▶ _WHAT THE EXERCISE ASKS_
Reproduce the listing below verbatim, line for line.

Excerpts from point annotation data
....

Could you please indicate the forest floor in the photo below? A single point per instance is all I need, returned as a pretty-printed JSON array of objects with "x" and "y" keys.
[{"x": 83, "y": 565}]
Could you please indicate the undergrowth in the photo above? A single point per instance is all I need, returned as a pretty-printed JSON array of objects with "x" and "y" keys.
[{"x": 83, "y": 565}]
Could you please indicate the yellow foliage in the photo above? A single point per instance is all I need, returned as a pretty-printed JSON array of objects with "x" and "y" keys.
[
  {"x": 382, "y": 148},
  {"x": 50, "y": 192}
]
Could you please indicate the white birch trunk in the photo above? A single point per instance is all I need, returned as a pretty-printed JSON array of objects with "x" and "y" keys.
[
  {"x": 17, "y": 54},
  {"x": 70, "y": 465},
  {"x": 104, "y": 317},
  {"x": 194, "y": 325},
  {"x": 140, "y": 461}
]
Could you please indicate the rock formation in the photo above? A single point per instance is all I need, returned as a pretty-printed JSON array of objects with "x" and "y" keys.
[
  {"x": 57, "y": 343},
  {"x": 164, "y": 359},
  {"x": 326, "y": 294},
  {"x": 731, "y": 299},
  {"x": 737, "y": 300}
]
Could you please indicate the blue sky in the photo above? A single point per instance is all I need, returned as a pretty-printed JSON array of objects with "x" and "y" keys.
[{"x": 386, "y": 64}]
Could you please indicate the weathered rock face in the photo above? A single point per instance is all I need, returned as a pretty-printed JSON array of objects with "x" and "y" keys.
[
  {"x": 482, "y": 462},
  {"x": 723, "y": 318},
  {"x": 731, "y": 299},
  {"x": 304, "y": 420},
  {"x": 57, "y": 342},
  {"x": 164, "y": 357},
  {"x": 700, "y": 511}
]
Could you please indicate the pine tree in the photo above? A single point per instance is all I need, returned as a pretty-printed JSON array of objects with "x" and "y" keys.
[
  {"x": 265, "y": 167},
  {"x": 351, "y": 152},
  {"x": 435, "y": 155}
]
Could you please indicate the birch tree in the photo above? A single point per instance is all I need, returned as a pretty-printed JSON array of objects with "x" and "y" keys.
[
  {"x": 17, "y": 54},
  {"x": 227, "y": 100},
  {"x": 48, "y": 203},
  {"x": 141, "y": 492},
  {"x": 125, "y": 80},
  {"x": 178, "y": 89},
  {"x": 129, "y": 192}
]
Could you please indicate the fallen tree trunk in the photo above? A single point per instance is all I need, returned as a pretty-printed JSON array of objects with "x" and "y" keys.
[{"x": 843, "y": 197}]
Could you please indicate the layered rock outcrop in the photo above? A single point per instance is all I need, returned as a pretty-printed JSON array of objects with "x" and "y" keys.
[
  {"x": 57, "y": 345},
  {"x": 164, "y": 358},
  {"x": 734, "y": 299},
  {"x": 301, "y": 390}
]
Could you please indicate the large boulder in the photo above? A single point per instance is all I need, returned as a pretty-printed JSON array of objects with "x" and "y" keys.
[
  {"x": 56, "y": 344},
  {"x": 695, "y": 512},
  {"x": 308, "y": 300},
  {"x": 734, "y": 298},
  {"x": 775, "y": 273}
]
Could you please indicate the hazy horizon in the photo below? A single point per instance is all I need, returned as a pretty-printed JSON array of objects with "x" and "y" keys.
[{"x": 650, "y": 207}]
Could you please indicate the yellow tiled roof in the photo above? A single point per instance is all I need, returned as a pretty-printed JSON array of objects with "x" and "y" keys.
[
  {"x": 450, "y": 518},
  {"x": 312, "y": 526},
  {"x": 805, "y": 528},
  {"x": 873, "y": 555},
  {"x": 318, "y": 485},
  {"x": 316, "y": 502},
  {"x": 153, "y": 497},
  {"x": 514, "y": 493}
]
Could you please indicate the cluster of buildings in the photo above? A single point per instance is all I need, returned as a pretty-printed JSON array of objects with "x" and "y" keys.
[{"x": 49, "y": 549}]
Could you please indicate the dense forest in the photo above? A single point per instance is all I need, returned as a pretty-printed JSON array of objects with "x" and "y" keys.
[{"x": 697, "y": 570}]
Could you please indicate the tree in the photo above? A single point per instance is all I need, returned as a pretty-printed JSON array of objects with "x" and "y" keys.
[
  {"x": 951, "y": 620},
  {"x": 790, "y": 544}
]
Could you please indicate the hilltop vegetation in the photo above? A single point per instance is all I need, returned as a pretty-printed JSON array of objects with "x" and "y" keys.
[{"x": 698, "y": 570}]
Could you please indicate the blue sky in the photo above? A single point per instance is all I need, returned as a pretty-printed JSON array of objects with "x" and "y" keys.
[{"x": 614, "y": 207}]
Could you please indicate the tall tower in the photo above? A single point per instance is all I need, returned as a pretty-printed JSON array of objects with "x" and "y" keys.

....

▶ _SOLVED PROBLEM_
Could you please indicate the forest floor in the photo below? A single point per instance is all I need, returned as a pretty-printed JSON array of objects with "x" and "y" keys.
[{"x": 83, "y": 565}]
Could you please indicate the undergrowth in the photo above? A single point per instance is all I need, returned as a pretty-printed JSON array of objects with "x" and "y" keys.
[{"x": 83, "y": 565}]
Could you please indicate the yellow foliage in the photo above? A single point per instance is all I need, returned as a pretty-printed JSON array of objects with "x" and "y" keys.
[
  {"x": 382, "y": 148},
  {"x": 50, "y": 192}
]
Could you please indicate the white birch trunk in the photo above? A single point per instance is all I need, returned as a pretty-printed JSON array of objects with "x" and "y" keys.
[
  {"x": 17, "y": 54},
  {"x": 70, "y": 465},
  {"x": 104, "y": 317},
  {"x": 194, "y": 325},
  {"x": 140, "y": 461}
]
Could you please indicate the rock formation in the photo above? A single point per instance is all I need, returned as a pretty-printed JSON array of objects with "x" and "y" keys.
[
  {"x": 57, "y": 343},
  {"x": 164, "y": 359},
  {"x": 326, "y": 294},
  {"x": 731, "y": 299},
  {"x": 737, "y": 300}
]
Could you please indicate the blue sky in the photo above? A single point per instance is all I need, returned as a pretty-printed JSON array of objects with "x" and "y" keys.
[{"x": 386, "y": 64}]
Could you please indicate the weathered rock face in the photo above? A single point per instance is all I need, returned as a pretty-printed JSON array of objects with "x" and "y" keys.
[
  {"x": 482, "y": 462},
  {"x": 723, "y": 318},
  {"x": 731, "y": 299},
  {"x": 304, "y": 420},
  {"x": 57, "y": 342},
  {"x": 164, "y": 357},
  {"x": 700, "y": 511}
]
Could you please indicate the pine tree in the photo above? A single point per instance is all I need, returned as a pretty-printed JSON array of objects with "x" and "y" keys.
[
  {"x": 265, "y": 167},
  {"x": 351, "y": 152},
  {"x": 435, "y": 155}
]
Could you please indicate the birch tree in the photo above? A single point per instance is all I need, returned as a pretty-printed JSON array of objects with "x" and "y" keys.
[
  {"x": 17, "y": 54},
  {"x": 227, "y": 100},
  {"x": 48, "y": 203},
  {"x": 141, "y": 492},
  {"x": 125, "y": 80},
  {"x": 178, "y": 89},
  {"x": 129, "y": 192}
]
Could you please indicate the fallen tree trunk in the photo above? A single point per instance is all I need, returned as a pretty-printed JSON array of objects with "x" and "y" keys.
[{"x": 843, "y": 197}]
Could you please indicate the layered rock outcrop in the photo above? A single point per instance is all I need, returned as a pretty-printed JSON array of objects with "x" and "y" keys.
[
  {"x": 57, "y": 345},
  {"x": 164, "y": 358},
  {"x": 734, "y": 299},
  {"x": 301, "y": 390}
]
Could you please indicate the large boulder in the photo above? A single point per instance is all I need, returned as a pretty-printed JSON array of objects with "x" and "y" keys.
[
  {"x": 56, "y": 344},
  {"x": 695, "y": 512},
  {"x": 308, "y": 300},
  {"x": 734, "y": 298},
  {"x": 775, "y": 273}
]
Could you please indicate the hazy horizon in the photo below? A single point per instance is all I need, returned as a pretty-printed JSON array of objects with "x" and "y" keys.
[{"x": 650, "y": 207}]
Could you please indicate the yellow tiled roof in the photo above? A single point per instance is all I need, returned as a pretty-printed JSON array of objects with "x" and "y" keys.
[
  {"x": 450, "y": 518},
  {"x": 312, "y": 526},
  {"x": 805, "y": 528},
  {"x": 873, "y": 555},
  {"x": 318, "y": 485},
  {"x": 316, "y": 502},
  {"x": 153, "y": 497},
  {"x": 514, "y": 493}
]
Could you please indicate the cluster of buildings in the photo above? A single point per instance is all I need, returned as a pretty-printed JSON array of objects with "x" and "y" keys.
[{"x": 49, "y": 549}]
Could you please indicate the dense forest in the photo above? A single point per instance is all I need, returned as a pretty-printed JSON array of objects with "x" and "y" keys.
[{"x": 697, "y": 570}]
Could you please indicate the tree in the photo above? A single point per instance is all I need, returned as a pretty-printed JSON array of objects with "x" and "y" keys.
[
  {"x": 951, "y": 620},
  {"x": 790, "y": 544}
]
Could you please indicate the hilltop vegetation in the photo above? A single point per instance is all I need, returned as a pretty-printed JSON array of objects with "x" and "y" keys.
[{"x": 698, "y": 570}]
Could you please indicate the blue sky in the photo above? A single point per instance is all I need, returned as a pretty-printed JSON array of objects with "x" and "y" keys.
[{"x": 614, "y": 207}]
Could you please indicate the tall tower in the photo above? A single point per instance is all I need, returned as a pretty-printed JSON array of objects with "x" and "y" keys.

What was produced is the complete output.